Only the closing portion of the entries is to be reproduced: the line containing "Target: sunglasses on cap" through the very last line, exactly as written.

----------------

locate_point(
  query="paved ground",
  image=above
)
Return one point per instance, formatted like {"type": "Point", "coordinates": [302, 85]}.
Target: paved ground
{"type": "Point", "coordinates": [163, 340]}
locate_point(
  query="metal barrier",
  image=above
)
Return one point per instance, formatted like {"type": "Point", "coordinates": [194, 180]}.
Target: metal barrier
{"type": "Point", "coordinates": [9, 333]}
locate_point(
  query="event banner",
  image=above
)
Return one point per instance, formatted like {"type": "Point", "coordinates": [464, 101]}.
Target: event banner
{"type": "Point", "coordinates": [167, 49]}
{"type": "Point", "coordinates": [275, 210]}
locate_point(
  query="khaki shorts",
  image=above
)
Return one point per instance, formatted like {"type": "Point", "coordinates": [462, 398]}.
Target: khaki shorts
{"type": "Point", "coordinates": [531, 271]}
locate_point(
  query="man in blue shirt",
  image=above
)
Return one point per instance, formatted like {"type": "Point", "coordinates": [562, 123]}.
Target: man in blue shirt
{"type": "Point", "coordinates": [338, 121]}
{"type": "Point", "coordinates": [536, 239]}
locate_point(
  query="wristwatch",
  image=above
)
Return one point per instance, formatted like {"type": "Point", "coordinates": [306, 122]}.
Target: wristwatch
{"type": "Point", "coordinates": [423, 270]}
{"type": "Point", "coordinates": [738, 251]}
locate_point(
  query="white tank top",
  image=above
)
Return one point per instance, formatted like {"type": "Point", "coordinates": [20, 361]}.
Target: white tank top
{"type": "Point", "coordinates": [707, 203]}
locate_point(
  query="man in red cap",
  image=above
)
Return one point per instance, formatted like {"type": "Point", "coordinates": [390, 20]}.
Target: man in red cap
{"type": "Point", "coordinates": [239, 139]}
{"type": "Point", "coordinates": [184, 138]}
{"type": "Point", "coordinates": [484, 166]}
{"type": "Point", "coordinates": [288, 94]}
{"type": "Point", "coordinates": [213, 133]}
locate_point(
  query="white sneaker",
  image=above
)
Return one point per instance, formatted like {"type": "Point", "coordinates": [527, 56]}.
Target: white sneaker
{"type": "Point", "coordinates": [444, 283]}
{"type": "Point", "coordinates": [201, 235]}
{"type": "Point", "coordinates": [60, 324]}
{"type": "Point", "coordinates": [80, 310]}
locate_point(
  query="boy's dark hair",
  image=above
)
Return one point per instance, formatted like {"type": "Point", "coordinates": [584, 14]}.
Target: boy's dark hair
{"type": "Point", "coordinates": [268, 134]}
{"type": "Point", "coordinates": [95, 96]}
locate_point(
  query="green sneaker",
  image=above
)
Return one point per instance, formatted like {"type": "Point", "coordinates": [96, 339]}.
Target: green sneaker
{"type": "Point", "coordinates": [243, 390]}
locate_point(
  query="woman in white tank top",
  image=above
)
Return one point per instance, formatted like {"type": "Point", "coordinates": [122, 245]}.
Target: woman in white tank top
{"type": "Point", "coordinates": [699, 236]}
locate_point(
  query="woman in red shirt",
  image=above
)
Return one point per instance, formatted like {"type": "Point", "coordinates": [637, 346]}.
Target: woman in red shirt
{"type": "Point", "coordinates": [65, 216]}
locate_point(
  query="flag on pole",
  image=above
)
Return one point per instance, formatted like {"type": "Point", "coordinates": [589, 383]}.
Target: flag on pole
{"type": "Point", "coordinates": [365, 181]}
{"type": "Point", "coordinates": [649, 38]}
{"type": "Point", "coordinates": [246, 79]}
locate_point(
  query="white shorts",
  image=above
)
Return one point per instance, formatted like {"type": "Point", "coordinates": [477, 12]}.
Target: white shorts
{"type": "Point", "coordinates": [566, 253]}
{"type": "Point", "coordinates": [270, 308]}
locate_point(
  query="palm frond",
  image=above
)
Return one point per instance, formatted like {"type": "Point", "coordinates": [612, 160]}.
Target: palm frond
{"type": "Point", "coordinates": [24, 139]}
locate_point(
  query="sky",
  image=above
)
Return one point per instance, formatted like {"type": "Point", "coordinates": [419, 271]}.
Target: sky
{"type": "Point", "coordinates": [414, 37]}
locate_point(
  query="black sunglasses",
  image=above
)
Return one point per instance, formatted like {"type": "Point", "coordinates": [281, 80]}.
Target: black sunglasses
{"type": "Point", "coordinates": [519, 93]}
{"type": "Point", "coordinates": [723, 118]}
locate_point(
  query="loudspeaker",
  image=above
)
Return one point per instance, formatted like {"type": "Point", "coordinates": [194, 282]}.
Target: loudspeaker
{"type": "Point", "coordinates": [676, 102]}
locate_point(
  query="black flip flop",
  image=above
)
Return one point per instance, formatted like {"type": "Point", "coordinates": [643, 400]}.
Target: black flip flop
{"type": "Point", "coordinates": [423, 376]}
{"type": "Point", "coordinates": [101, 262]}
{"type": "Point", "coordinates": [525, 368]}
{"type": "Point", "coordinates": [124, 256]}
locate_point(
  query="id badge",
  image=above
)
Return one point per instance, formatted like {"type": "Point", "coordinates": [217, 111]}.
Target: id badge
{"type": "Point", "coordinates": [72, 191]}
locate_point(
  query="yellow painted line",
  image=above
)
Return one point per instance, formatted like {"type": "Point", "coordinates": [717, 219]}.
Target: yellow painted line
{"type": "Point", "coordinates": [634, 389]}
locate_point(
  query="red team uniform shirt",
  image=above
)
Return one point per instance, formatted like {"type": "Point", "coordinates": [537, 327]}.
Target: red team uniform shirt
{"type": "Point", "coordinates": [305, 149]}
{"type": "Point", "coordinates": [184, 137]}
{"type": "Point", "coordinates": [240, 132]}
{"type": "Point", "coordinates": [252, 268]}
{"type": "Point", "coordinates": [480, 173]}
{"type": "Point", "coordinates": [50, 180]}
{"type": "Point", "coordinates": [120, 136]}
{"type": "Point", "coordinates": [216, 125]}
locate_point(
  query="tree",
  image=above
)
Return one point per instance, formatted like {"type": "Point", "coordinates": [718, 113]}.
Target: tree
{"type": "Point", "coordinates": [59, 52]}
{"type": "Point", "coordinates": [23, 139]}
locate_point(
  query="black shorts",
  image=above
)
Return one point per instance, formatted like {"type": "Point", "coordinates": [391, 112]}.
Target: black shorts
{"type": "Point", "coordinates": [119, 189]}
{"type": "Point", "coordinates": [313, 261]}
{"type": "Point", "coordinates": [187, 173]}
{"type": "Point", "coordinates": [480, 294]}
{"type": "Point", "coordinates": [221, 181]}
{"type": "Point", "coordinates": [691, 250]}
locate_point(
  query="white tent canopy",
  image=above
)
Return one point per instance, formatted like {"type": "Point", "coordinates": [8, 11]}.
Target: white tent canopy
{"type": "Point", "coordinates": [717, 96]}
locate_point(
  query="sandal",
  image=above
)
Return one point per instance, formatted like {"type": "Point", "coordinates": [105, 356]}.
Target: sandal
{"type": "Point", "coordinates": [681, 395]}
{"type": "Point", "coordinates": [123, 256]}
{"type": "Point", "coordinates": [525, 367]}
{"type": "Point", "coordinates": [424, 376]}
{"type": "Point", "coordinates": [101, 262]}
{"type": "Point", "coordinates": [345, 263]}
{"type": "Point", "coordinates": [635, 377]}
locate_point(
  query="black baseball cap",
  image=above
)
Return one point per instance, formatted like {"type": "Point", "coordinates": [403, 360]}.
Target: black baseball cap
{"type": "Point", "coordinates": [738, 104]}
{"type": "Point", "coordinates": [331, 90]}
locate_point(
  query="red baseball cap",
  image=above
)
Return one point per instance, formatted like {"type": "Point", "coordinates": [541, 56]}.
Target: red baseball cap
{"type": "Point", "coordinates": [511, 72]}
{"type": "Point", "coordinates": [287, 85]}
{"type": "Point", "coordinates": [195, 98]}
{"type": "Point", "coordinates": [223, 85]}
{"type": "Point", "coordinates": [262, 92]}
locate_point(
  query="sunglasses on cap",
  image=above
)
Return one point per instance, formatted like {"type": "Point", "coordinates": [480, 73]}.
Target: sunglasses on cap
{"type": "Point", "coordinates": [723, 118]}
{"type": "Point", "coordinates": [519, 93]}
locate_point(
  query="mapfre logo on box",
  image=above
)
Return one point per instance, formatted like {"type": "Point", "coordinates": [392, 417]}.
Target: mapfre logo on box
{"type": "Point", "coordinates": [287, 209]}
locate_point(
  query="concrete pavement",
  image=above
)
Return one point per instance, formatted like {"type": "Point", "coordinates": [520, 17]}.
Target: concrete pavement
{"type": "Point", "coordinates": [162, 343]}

----------------

» **TASK OUTPUT**
Target: sunglasses on cap
{"type": "Point", "coordinates": [723, 118]}
{"type": "Point", "coordinates": [519, 93]}
locate_point(
  query="mapfre logo on box",
  image=above
)
Return one point per instance, formatted like {"type": "Point", "coordinates": [392, 417]}.
Target: mapfre logo on box
{"type": "Point", "coordinates": [287, 209]}
locate_point(
  query="concrete pavement",
  image=above
)
Return one point per instance, formatted like {"type": "Point", "coordinates": [520, 17]}.
Target: concrete pavement
{"type": "Point", "coordinates": [162, 343]}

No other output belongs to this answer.